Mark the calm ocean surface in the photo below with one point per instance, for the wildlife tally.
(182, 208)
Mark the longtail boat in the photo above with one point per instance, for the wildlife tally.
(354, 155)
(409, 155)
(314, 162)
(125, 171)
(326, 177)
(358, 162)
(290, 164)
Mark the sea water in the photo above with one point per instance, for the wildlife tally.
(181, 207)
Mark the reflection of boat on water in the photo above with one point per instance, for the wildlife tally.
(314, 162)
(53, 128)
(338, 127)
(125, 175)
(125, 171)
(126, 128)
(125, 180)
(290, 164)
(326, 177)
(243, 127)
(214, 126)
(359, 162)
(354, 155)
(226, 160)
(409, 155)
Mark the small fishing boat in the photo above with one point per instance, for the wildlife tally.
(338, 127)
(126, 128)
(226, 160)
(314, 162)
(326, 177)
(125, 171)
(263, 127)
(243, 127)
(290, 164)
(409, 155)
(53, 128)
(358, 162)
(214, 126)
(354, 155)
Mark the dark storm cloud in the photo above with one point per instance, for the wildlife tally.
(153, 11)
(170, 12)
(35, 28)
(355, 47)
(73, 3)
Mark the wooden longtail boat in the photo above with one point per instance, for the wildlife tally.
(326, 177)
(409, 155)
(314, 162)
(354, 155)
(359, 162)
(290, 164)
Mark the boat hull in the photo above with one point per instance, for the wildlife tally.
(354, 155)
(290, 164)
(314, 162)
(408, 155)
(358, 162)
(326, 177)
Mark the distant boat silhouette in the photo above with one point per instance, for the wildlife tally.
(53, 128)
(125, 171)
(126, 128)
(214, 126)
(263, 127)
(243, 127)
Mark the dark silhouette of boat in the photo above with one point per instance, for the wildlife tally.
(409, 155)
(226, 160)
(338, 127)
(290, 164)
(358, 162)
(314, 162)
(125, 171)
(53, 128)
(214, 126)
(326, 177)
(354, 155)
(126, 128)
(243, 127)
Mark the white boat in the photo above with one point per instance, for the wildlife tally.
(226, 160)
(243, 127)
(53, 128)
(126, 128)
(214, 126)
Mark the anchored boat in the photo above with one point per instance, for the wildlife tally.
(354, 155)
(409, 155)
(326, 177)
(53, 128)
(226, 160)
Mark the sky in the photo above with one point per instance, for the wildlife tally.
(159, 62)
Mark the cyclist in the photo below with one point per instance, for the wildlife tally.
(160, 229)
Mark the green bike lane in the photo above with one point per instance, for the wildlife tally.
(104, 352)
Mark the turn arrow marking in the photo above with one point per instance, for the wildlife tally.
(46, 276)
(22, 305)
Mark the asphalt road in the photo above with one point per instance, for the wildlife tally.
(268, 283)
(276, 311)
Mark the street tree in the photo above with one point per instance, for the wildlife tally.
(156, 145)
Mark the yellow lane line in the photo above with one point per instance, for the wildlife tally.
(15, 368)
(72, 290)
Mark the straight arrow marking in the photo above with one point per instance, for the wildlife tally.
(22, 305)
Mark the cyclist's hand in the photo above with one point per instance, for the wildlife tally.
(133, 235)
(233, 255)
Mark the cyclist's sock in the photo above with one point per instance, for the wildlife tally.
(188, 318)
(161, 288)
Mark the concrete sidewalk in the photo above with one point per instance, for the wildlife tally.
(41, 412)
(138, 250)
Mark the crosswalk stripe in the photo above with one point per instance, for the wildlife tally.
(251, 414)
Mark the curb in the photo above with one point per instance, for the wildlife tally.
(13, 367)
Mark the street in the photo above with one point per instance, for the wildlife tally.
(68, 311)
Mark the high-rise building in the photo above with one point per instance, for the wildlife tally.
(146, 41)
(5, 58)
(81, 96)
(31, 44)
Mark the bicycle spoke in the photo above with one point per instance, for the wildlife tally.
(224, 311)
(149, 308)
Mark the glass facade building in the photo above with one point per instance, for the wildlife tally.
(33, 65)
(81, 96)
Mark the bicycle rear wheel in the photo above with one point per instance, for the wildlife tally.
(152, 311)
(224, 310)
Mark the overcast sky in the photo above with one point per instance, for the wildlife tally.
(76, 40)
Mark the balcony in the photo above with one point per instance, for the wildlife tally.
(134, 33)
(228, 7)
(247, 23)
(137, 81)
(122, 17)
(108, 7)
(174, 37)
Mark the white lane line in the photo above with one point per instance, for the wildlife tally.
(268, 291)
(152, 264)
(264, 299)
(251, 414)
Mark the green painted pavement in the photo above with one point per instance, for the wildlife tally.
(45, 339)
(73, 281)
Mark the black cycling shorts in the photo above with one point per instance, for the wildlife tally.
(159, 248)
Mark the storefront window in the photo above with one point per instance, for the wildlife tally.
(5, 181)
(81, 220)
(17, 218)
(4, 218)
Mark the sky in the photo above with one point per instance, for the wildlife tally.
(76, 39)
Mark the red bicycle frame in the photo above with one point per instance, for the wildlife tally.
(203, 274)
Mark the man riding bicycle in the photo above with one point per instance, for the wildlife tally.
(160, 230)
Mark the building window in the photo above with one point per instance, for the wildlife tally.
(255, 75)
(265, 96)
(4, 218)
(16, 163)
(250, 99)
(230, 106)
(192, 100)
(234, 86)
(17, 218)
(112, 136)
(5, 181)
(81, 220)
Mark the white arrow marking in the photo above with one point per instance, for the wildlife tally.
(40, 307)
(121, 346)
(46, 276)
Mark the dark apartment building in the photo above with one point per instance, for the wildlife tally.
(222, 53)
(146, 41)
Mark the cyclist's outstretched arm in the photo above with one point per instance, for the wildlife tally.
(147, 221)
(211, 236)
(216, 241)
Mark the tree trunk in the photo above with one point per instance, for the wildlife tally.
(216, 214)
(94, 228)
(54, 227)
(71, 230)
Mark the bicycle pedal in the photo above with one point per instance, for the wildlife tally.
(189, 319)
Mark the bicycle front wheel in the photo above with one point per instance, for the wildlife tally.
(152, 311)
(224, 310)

▶ **EXERCISE TASK**
Print out the whole listing exactly as it appears.

▶ **EXERCISE RESULT**
Mark the calm ocean surface in the photo below with one point per instance, for the wildlife tally.
(182, 208)
Mark the longtail boat in the photo above with one point per instance, for the wildlife tally.
(354, 155)
(409, 155)
(314, 162)
(125, 171)
(326, 177)
(358, 162)
(290, 164)
Mark the sea water in the photo above with one point per instance, for the wildlife tally.
(181, 207)
Mark the reflection of boat on water in the photo above with one point per instance, for the wildlife tally.
(314, 162)
(53, 128)
(338, 127)
(125, 175)
(125, 171)
(126, 128)
(125, 180)
(290, 164)
(326, 177)
(243, 127)
(214, 126)
(359, 162)
(354, 155)
(226, 160)
(409, 155)
Mark the small fishing boat in the photo above with one point per instance, for the wildlife tally.
(338, 127)
(126, 128)
(226, 160)
(314, 162)
(326, 177)
(125, 171)
(263, 127)
(243, 127)
(290, 164)
(409, 155)
(53, 128)
(358, 162)
(214, 126)
(354, 155)
Mark the dark storm cloud in the photo above with one point per instance, for the wildlife tally.
(153, 11)
(170, 12)
(35, 28)
(355, 47)
(73, 3)
Mark the wooden longtail boat in the photo above with one point per instance, for the wildlife tally.
(326, 177)
(409, 155)
(314, 162)
(354, 155)
(359, 162)
(290, 164)
Mark the boat hull in the photo above with one point per instance, for the wildlife tally.
(354, 155)
(290, 164)
(314, 162)
(408, 155)
(358, 162)
(326, 177)
Mark the distant boat silhouette in the photo above with one point per instance, for the wildlife tally.
(53, 128)
(125, 171)
(126, 128)
(214, 126)
(263, 127)
(243, 127)
Mark the dark silhouette of boat in the photo above with one point per instance, for the wildlife tally.
(409, 155)
(226, 160)
(338, 127)
(290, 164)
(358, 162)
(314, 162)
(125, 171)
(53, 128)
(214, 126)
(326, 177)
(354, 155)
(126, 128)
(243, 127)
Mark the white boat in the photo above with one point per instance, for the wildlife tally.
(226, 160)
(243, 127)
(53, 128)
(126, 128)
(214, 126)
Mark the anchored boat in the photo above with one point per instance, for the wildlife tally.
(354, 155)
(409, 155)
(326, 177)
(53, 128)
(226, 160)
Mark the sky in the photo above with one point per instance, for the wildlife tally.
(159, 62)
Mark the cyclist in the photo below with one point per instance, for the wildlife tally.
(160, 229)
Mark the green bike lane in the photo above with one point per instance, for the wildlife tally.
(104, 352)
Mark the turn arrow marking in the photo above with one point per instance, for the wildlife tally.
(46, 276)
(22, 305)
Mark the asphalt road in the photo above with one point per instance, for the wildlife tally.
(268, 283)
(276, 311)
Mark the street tree in the photo above with one point per instance, for the wildlife tally.
(156, 145)
Mark the yellow lane line in the photo above with one point per instance, for the wildlife tally.
(15, 368)
(72, 290)
Mark the straight arrow marking in the photo above with one point per instance, for the wildlife tally.
(22, 305)
Mark the cyclist's hand in the photo above with one point per instance, for the wildlife tally.
(133, 235)
(233, 255)
Mark the cyclist's sock in the photo above with one point per instance, for the wildlife tally.
(188, 318)
(161, 288)
Mark the concrete sidewalk in the photo above with one point per instance, for the wildlife tally.
(41, 412)
(138, 250)
Mark the crosswalk stripe in the photo above with one point per instance, for the wildlife tally.
(251, 414)
Mark the curb in the photo above with one point per instance, for the wildlife tally.
(13, 367)
Mark the street in the photo above with one point per instance, for the wildlife tally.
(68, 311)
Mark the high-rise building in the photo above with one point per instance, for the wildlife tally.
(146, 41)
(5, 58)
(81, 96)
(31, 44)
Mark the bicycle spoke in the photo above with one point per instance, for the wildlife tally.
(224, 311)
(149, 308)
Mark the glass facade building in the photo above with one point per instance, for the wildlife tally.
(33, 65)
(81, 96)
Mark the bicycle rear wheel in the photo above with one point per instance, for the wildlife tally.
(152, 311)
(224, 310)
Mark the overcast sky in the photo above with one point per instance, for the wildlife tally.
(76, 40)
Mark the balcony in the photo above with one point per instance, for the wildlife tally.
(134, 33)
(228, 7)
(247, 23)
(137, 81)
(122, 17)
(108, 7)
(174, 37)
Mark the white lane line in the photo above with one point per instance, for the wildlife tally.
(268, 291)
(152, 264)
(264, 299)
(251, 414)
Mark the green painted pavement in the photo above with one point per instance, for the wildlife tally.
(45, 339)
(73, 281)
Mark the black cycling shorts in the photo above with one point per instance, for the wildlife tally.
(159, 248)
Mark the storefront window in the photo above with one point per instance, for the wildlife tally.
(5, 181)
(81, 220)
(17, 218)
(4, 218)
Mark the sky in the photo above with one point per instance, for the wildlife tally.
(76, 39)
Mark the red bicycle frame in the photo above with one point per instance, for the wildlife tally.
(203, 274)
Mark the man riding bicycle in the photo above with one point per instance, for the wildlife tally.
(160, 230)
Mark the building window in the photo above with one point per instance, for the wildlife tally.
(255, 75)
(265, 96)
(4, 218)
(16, 163)
(250, 99)
(230, 106)
(192, 100)
(234, 86)
(17, 218)
(112, 136)
(5, 181)
(81, 220)
Mark the white arrow marking in the photo above with one point per instance, for the wildlife tally.
(40, 307)
(121, 346)
(46, 276)
Mark the dark apartment building in the photo above with one point per instance, for the wildlife tally.
(222, 53)
(146, 41)
Mark the cyclist's outstretched arm in the photo above with one point per instance, for the wildlife tally.
(147, 221)
(211, 236)
(216, 241)
Mark the tree trunk in the photo above with one point per instance, for the wildlife tally.
(216, 214)
(94, 228)
(54, 227)
(71, 230)
Mark the bicycle pedal in the photo above with one point per instance, for the wildlife tally.
(189, 319)
Mark the bicycle front wheel in the photo above with one point per instance, for the wildlife tally.
(152, 311)
(224, 310)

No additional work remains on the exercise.